“Welcome to Fran’s Zoo!”
Those were the words that welcomed me as I arrived at the Paradise Valley home Fran Mallace presently shares with husband Michael; two daughters, Sydney and Jordie; and their two family pets, Leo, a shih tzu, and Izzy, a cockapoo. The sisters will soon be sharing digs in Chicago: Jordie, 22, and a recent graduate of the University of Kansas, is pursuing a job in public relations/digital media. Her younger sister is entering her sophomore year as a fashion/business major at Columbia College.
The “zoo” Fran is referring to is the impressive collection, scattered throughout the bright and spacious Mallace residence, of various animals: painted, sculpted and crafted in an abundance of textures and techniques. The giraffes, though, have special significance for Fran. “They have stature and they have vision – they have the biggest hearts.” One’s heart, she believes, “is the biggest component of who you are. And I’m not afraid to stick my neck out for what I believe in.”
This attitude has paved the way for Fran to achieve success in what traditionally has been a male-dominated field. Since 2012, she has served as vice president for Cox Media in Arizona.
A native of New Jersey, the Garden State, who played softball on her high school team, Fran ventured west to college. Arizona State University was a big school with a great sports program, she recalls, “and the topography couldn’t be more different than what I was used to.”
But when you are 18, she says, everything can change – and it did. Softball took a back seat to the school’s liberal arts program, where she enrolled in what since has become the Walter Cronkite School of Journalism and Mass Communication, with the idea of continuing on to law school after graduation. She served an internship here at Channel 12, conducting tours and even helping out in the sales department. “It was a lot of fun for a 19-year-old,” she says, and she ultimately earned a bachelor of science in broadcast management. Before applying to law school, though, she took a year off, accepting a job at Channel 12. She says she “was hooked.” Choosing to remain in the world of communications, she went to work selling advertising for a local ad agency.

----------

**Task objective:** Quote the Fran Mallace profile word for word from "Those were the" to "at Columbia College.".

**Material provided:**
----------

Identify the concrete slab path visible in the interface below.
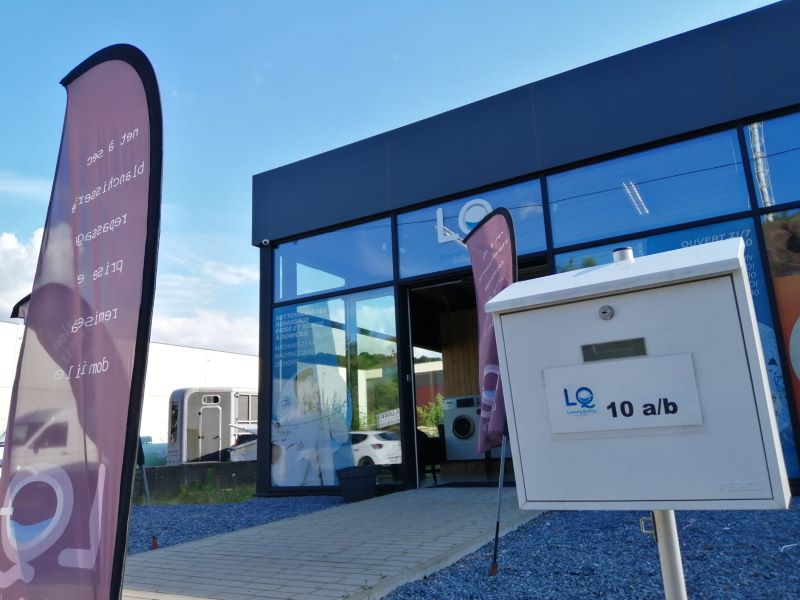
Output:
[122,487,538,600]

----------

**Worked answer:**
Those were the words that welcomed me as I arrived at the Paradise Valley home Fran Mallace presently shares with husband Michael; two daughters, Sydney and Jordie; and their two family pets, Leo, a shih tzu, and Izzy, a cockapoo. The sisters will soon be sharing digs in Chicago: Jordie, 22, and a recent graduate of the University of Kansas, is pursuing a job in public relations/digital media. Her younger sister is entering her sophomore year as a fashion/business major at Columbia College.